TASK BRIEF:
Each entry has to be printed again exactly.

DATA SUPPLIED:
● ● ●

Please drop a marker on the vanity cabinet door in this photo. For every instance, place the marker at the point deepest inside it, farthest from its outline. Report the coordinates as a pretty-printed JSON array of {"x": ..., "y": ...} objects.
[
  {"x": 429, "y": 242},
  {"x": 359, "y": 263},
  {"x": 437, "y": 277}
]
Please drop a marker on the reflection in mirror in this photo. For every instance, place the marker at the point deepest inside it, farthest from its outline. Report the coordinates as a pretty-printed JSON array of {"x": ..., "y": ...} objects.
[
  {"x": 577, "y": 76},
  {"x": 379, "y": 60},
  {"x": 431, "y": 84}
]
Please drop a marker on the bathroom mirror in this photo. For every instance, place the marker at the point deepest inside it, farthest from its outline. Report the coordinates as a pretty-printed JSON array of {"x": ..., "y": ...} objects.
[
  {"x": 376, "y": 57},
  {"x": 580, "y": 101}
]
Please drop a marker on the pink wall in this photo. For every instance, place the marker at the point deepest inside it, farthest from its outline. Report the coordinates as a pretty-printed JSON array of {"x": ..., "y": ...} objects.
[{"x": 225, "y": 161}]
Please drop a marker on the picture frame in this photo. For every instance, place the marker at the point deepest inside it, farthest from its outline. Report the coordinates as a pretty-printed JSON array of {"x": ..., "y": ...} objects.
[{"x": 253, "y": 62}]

● ● ●

REPLY TO THE TASK:
Please drop a marker on the vanity cabinet door in this photo. For every instance, place the marker at the point deepest inside it, farthest from its outline. Report the coordinates as a pretty-printed JSON array of {"x": ..., "y": ...} objects.
[
  {"x": 429, "y": 242},
  {"x": 359, "y": 263},
  {"x": 437, "y": 277}
]
Please drop a marker on the reflection in mirror in this photo. For every instance, place the marker at the point deepest inside it, farthest from its outline. Report the coordinates as a pretty-printed JSON array of {"x": ..., "y": ...} objects.
[
  {"x": 577, "y": 76},
  {"x": 379, "y": 60},
  {"x": 431, "y": 84}
]
Please drop a marker on the bathroom mirror in this photo. For every instance, place the marker at the point deepest inside it, farthest from its outline. Report the coordinates as a pretty-printed JSON array of {"x": ..., "y": ...} objects.
[
  {"x": 376, "y": 57},
  {"x": 580, "y": 101}
]
Please drop a marker on the pink wall in this photo. For every instance, place the marker at the point deepest inside it, farthest from its outline. Report the coordinates as a pretty-printed JSON array of {"x": ..., "y": ...} objects.
[{"x": 225, "y": 161}]
Please drop a marker on the picture frame in this photo. For every instance, place the marker at the point deepest inside it, farthest from its outline. Report the coordinates as a pretty-printed JSON array of {"x": ..., "y": ...} objects.
[{"x": 253, "y": 62}]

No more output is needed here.